▶ **Page**
────────────────────

An alliance of jihadist groups called Hayat Tahrir al-Sham (Organization for the Liberation of the Levant) currently controls much of Syria’s Idlib province.
After the sixth round of Astana talks in September, Turkey, Russia and Iran announced they had agreed to establish a de-escalation zone in Idlib. Turkey has begun an operation to set up observation points in Idlib province with Free Syrian Army rebels and Turkish forces on the ground, while Russia and Iran will control the province’s borders. President Recep Tayyip Erdogan of Turkey said Russia will provide air support.
HTS is led by Jabhat Fateh al-Sham (Front for the Conquest of the Levant), which was previously known as Jabhat al-Nusra (the Nusra Front, Victory Front), al-Qaeda’s affiliate in Syria. Nusra was founded by Abu Muhammad al-Julani, who is currently also leader of HTS.
HTS is not a party to the de-escalation agreement, but Senior Fellow and Director of Extremism and Counter-Terrorism at the Middle East Institute Charles Lister wrote that, according to opposition and jihadist sources, the “Turkish move into Idlib was the result of an intensive negotiation process between HTS and Turkey.” Lister also said that Russia was involved in negotiations with HTS, but he downplays the link between HTS and al-Qaeda, and suggests that Turkey’s long-term approach to HTS is “a slow, methodical campaign of subversion — seeking to create divisions rather than open warfare.”
Reporting al-Qaeda in Idlib
There is wide variance in reporting of who these groups are and their relationship to al-Qaeda.

────────────────────

▶ **Data segment**
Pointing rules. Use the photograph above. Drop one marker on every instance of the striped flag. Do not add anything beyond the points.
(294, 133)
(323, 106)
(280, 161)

────────────────────

▶ **Complete the following**
[a] In the article on Idlib, who founded the Nusra Front?
[b] Reproduce the article on Idlib word for word, starting with "An alliance of" and going on through "leader of HTS.".

▶ **Answer list**
[a] Abu Muhammad al-Julani

[b]
An alliance of jihadist groups called Hayat Tahrir al-Sham (Organization for the Liberation of the Levant) currently controls much of Syria’s Idlib province.
After the sixth round of Astana talks in September, Turkey, Russia and Iran announced they had agreed to establish a de-escalation zone in Idlib. Turkey has begun an operation to set up observation points in Idlib province with Free Syrian Army rebels and Turkish forces on the ground, while Russia and Iran will control the province’s borders. President Recep Tayyip Erdogan of Turkey said Russia will provide air support.
HTS is led by Jabhat Fateh al-Sham (Front for the Conquest of the Levant), which was previously known as Jabhat al-Nusra (the Nusra Front, Victory Front), al-Qaeda’s affiliate in Syria. Nusra was founded by Abu Muhammad al-Julani, who is currently also leader of HTS.